An exact reproduction of each record is required.

**Items from a data source**
===============
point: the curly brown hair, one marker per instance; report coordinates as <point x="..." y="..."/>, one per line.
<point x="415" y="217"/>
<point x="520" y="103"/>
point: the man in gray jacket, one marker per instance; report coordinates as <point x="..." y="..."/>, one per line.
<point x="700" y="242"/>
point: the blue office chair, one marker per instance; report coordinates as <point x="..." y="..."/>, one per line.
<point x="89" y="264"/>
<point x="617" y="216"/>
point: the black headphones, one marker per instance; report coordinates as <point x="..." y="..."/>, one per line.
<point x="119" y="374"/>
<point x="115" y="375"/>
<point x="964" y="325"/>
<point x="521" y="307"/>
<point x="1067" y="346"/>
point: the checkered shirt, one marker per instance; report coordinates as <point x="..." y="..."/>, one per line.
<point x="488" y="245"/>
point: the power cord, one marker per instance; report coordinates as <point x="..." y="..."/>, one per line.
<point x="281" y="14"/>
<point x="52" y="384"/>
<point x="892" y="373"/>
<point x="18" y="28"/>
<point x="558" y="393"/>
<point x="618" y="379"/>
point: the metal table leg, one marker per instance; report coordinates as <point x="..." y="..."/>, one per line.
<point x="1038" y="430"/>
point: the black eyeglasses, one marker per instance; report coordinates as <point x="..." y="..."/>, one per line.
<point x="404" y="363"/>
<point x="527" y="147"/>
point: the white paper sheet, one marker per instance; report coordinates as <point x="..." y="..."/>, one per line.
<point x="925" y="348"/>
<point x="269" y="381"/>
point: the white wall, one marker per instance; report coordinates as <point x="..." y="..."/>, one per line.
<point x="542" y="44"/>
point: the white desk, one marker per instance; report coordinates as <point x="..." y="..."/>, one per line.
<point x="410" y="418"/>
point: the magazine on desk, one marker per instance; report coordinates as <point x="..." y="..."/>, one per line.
===============
**Written response**
point: the curly brown hair, one marker per instance; report coordinates as <point x="..." y="..."/>, one per line.
<point x="415" y="217"/>
<point x="520" y="103"/>
point: the man in gray jacket, one marker per instance; report coordinates as <point x="..." y="..."/>, one per line.
<point x="700" y="242"/>
point: the blue office chair, one marker per instance; report coordinates as <point x="..." y="..."/>, one per line.
<point x="89" y="264"/>
<point x="617" y="216"/>
point: the black headphones, one marker per instance; report coordinates as <point x="..." y="..."/>, one per line.
<point x="119" y="374"/>
<point x="115" y="375"/>
<point x="964" y="325"/>
<point x="521" y="307"/>
<point x="1067" y="346"/>
point: the checkered shirt, one marker per instance; report coordinates as <point x="..." y="..."/>, one per line.
<point x="488" y="245"/>
point: the power cord, one marker per instance; report coordinates as <point x="..." y="..."/>, one per line.
<point x="281" y="14"/>
<point x="52" y="384"/>
<point x="892" y="373"/>
<point x="18" y="28"/>
<point x="558" y="393"/>
<point x="618" y="379"/>
point: the metal table leg, one marker per instance; report coordinates as <point x="..." y="..."/>, one per line.
<point x="1038" y="430"/>
point: the black eyeglasses, one marker per instance; report coordinates as <point x="..." y="..."/>, one per line.
<point x="404" y="363"/>
<point x="527" y="147"/>
point: the white paper sheet, one marker per instance; report coordinates as <point x="..." y="..."/>, one per line.
<point x="925" y="348"/>
<point x="269" y="381"/>
point: the white wall, one marker per instance; report coordinates as <point x="..." y="..."/>, one per line.
<point x="542" y="44"/>
point: the white desk, one marker per instance; report coordinates as <point x="..." y="..."/>, one per line.
<point x="410" y="418"/>
point: the magazine on desk, one marker per instance; report coordinates as <point x="..." y="..."/>, one per line.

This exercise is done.